*** GIVEN ENTRIES

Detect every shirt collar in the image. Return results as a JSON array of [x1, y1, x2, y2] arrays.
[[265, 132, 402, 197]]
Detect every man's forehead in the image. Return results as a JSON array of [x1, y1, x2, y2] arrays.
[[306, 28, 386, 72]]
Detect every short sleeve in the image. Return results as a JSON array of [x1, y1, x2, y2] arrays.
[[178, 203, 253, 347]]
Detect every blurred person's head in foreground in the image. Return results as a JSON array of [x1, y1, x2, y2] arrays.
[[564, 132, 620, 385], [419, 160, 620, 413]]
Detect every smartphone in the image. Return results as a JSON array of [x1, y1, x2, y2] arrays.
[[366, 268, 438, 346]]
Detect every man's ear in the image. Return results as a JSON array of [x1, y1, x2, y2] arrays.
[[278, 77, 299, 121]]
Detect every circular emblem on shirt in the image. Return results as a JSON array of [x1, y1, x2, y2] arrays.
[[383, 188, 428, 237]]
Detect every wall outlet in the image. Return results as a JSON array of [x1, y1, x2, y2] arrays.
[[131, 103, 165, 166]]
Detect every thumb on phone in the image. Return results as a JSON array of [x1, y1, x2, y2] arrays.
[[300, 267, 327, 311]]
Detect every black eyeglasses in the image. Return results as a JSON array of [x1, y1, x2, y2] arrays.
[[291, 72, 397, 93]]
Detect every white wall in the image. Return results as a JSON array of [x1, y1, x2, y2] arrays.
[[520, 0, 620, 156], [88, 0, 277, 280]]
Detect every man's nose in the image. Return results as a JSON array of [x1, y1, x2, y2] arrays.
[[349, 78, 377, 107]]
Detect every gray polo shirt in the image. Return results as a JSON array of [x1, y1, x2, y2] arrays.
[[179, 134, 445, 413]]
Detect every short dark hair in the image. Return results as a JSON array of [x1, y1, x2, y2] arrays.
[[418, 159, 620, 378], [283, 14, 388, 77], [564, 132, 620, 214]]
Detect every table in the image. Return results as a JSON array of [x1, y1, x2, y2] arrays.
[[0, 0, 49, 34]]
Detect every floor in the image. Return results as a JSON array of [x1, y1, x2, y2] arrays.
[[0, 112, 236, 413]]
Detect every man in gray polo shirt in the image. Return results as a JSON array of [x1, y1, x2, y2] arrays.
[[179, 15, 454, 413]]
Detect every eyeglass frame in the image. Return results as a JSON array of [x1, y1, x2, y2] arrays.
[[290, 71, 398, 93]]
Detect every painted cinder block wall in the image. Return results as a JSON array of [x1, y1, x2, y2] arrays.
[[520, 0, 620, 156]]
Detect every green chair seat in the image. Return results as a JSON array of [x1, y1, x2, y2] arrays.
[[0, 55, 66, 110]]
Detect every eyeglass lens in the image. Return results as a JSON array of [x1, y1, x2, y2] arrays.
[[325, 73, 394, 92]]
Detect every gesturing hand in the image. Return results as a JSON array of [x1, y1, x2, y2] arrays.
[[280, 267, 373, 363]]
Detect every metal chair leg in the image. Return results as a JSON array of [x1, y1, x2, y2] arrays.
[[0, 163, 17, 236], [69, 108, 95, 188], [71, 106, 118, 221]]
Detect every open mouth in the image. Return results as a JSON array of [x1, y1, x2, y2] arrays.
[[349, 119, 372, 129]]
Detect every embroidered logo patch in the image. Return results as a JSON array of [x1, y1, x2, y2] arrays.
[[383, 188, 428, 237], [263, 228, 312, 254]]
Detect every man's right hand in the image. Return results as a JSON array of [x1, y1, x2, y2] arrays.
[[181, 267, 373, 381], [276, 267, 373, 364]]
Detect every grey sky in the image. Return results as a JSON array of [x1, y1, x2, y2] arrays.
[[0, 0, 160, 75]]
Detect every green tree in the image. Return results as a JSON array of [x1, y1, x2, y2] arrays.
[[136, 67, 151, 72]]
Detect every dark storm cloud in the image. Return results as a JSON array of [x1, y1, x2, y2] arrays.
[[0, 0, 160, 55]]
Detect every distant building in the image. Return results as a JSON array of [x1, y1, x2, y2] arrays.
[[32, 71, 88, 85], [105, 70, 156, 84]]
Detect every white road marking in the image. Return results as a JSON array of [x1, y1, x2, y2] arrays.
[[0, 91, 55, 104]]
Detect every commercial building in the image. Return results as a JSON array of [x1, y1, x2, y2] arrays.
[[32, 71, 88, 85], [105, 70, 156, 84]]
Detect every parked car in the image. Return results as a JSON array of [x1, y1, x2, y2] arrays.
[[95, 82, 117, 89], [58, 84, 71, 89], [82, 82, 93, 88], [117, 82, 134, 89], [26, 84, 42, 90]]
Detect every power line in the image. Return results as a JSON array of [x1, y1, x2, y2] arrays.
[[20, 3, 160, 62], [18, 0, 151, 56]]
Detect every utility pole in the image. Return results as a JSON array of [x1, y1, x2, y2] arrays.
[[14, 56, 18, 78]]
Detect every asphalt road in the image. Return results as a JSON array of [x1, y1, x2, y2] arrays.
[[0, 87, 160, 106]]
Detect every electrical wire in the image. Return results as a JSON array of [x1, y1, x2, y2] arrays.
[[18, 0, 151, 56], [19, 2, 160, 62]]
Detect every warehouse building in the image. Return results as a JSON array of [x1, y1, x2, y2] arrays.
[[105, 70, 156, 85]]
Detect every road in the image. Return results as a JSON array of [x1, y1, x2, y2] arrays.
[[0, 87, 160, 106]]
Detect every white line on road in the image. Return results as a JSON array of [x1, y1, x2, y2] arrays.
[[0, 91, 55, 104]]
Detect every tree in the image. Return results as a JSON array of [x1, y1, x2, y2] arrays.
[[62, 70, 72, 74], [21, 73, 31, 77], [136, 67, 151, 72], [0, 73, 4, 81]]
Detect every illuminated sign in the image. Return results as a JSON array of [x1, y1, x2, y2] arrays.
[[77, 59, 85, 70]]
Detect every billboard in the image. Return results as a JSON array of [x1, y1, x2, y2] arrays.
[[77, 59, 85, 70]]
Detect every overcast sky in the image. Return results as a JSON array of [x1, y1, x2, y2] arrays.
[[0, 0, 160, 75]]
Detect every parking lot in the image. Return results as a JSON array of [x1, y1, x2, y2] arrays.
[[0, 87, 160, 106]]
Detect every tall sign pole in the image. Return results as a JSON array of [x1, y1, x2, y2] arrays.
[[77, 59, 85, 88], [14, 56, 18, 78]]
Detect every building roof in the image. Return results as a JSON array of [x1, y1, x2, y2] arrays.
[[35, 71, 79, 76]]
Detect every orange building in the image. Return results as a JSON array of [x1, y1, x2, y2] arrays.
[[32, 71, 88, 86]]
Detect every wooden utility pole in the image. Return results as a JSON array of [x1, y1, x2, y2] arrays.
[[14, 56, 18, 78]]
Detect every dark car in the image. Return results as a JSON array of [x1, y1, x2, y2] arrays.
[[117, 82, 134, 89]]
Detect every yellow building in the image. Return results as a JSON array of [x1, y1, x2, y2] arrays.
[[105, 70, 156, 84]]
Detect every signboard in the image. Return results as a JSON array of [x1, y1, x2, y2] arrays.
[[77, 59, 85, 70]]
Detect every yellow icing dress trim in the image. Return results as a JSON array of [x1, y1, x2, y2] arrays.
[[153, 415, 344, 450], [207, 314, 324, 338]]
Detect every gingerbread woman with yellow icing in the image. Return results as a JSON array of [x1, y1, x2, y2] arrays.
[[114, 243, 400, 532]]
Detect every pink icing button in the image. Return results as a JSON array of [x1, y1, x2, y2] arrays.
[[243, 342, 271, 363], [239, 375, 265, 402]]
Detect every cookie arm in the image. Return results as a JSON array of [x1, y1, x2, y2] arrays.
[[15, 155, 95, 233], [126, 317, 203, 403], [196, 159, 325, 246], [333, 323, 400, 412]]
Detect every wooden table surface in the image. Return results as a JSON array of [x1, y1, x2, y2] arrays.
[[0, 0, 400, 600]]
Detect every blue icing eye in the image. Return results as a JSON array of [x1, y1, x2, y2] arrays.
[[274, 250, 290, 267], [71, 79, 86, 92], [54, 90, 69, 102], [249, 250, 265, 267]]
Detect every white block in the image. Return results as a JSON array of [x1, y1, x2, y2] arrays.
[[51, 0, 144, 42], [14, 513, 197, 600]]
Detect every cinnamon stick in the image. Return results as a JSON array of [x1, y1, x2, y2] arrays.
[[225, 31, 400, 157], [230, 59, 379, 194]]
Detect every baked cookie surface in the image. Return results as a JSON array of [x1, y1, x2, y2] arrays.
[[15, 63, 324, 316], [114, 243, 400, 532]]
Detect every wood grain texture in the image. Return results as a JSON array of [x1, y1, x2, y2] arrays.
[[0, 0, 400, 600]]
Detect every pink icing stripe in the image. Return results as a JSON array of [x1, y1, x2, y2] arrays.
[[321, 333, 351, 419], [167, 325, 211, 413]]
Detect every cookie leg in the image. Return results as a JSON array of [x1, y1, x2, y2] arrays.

******

TASK GOAL: Rescale the lines from the start of the source data up to and including the line with "[[306, 28, 386, 72]]". Repeat every line, multiply each bounding box coordinate by 1.25, round to whole numbers with halves going up, and leave all other text unchanged.

WRITTEN REPLY:
Detect every shirt collar in the image. Return results as a JSON array of [x1, y1, x2, y2] arrays.
[[331, 165, 503, 246]]
Detect every man's forehead in the image. Return results as a JSON array of [x1, y1, x2, y2] arrays.
[[383, 35, 483, 90]]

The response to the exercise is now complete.